- _EXTRAIT DU TEXTE_:
France

L’exploser, le remorquer… Que peut-on faire face au plus grand iceberg du monde qui menace une île britannique ?

Présenté à la hollywoodienne, le scénario d’une probable collision entre le plus gros iceberg du monde et l’île britannique de Géorgie du Sud a toutes les chances de faire un bon film catastrophe comme on les aime. Et nul doute que dans ce blockbuster, les têtes plus gradées que pensantes du Pentagone chercheraient un moyen d’éviter le pire et qu’il reviendrait à The Rock, Bruce Willis ou Tom Cruise de faire le job. Et dans la vraie vie, ça dit quoi ? On a posé la question à Jean Krug, romancier glaciologue et réciproquement.

- _OBJECTIF_: Relevez, dans l'extrait sur l'iceberg, tous les noms des personnes à qui il reviendrait, dans le blockbuster imaginé, de « faire le job ». Les lignes qui suivent n'ont aucun rapport avec l'extrait.

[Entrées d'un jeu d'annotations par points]
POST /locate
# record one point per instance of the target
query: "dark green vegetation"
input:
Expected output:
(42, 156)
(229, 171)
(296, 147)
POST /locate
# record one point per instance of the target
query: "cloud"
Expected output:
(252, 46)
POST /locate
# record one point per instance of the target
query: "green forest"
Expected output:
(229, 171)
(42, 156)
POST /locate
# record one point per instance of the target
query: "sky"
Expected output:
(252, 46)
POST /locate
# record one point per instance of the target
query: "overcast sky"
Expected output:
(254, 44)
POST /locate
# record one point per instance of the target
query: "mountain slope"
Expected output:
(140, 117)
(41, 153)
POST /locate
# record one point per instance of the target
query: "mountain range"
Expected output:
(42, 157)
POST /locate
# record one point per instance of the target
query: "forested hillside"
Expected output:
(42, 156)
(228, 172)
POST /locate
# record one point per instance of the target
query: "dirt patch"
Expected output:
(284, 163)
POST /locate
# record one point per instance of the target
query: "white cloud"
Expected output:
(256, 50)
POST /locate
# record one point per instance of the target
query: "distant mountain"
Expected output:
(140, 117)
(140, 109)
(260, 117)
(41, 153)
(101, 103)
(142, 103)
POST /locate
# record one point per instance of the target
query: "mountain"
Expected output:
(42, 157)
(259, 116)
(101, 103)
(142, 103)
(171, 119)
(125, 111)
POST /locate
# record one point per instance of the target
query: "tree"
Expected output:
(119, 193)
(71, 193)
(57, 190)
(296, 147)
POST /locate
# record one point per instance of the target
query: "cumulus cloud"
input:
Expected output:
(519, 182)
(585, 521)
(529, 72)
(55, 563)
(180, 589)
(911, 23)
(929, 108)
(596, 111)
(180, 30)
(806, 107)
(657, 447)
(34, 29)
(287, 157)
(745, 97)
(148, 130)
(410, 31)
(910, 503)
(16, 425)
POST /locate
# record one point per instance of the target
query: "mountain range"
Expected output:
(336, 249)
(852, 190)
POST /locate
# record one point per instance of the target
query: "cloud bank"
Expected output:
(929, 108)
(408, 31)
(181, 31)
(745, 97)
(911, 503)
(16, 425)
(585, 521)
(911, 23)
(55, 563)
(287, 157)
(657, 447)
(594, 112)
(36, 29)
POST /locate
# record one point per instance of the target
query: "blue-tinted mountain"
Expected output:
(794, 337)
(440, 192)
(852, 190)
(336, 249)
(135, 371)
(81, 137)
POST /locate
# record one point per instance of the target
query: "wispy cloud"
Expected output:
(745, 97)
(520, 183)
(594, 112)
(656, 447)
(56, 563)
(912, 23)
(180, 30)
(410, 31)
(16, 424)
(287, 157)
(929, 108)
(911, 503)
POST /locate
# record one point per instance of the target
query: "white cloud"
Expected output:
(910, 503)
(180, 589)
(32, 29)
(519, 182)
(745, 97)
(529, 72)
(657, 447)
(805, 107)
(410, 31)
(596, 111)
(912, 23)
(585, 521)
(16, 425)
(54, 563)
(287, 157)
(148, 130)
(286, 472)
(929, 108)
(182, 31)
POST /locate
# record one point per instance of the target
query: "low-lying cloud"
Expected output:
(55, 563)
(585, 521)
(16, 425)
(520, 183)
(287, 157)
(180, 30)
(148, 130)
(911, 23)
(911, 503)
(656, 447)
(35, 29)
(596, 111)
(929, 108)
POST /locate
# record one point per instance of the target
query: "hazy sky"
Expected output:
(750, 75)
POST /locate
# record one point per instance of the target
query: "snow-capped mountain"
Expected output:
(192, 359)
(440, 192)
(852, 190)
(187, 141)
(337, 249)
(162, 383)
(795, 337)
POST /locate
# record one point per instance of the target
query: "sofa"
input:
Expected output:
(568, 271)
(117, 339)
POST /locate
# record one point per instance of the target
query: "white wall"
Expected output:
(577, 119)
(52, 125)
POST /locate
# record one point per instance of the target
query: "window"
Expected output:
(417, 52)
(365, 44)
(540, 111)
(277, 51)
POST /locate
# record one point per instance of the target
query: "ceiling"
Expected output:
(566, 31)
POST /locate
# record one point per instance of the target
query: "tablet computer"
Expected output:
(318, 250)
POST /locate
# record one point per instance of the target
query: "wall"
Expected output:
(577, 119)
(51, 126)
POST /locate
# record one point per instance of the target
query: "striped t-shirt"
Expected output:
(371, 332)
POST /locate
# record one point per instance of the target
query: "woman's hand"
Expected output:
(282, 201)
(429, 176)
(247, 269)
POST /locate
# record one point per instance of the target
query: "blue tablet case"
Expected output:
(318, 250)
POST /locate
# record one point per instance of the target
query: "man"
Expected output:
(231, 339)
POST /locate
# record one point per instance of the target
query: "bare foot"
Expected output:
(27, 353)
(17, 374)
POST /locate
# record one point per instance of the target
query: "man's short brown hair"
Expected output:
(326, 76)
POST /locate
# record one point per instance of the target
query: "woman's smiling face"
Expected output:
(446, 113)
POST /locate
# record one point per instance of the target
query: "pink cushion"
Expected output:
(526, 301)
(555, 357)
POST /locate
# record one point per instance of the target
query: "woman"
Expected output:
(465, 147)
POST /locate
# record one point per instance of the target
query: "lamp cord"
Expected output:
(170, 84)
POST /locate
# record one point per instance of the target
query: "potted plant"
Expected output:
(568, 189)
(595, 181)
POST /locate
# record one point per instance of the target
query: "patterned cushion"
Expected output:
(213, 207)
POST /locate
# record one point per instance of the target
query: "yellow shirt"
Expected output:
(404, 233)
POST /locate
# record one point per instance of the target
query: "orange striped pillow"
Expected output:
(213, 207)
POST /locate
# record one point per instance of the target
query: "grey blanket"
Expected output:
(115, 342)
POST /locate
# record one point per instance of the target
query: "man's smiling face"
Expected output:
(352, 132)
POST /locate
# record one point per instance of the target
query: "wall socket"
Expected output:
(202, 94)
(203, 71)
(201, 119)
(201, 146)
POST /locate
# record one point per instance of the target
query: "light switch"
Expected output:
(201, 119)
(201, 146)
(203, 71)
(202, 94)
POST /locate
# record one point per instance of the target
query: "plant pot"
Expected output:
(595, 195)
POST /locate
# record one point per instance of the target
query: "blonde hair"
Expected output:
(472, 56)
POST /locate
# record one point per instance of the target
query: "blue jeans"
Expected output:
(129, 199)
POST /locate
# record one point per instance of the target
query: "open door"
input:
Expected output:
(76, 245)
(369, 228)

- _RÉSULTAT_: The Rock, Bruce Willis, Tom Cruise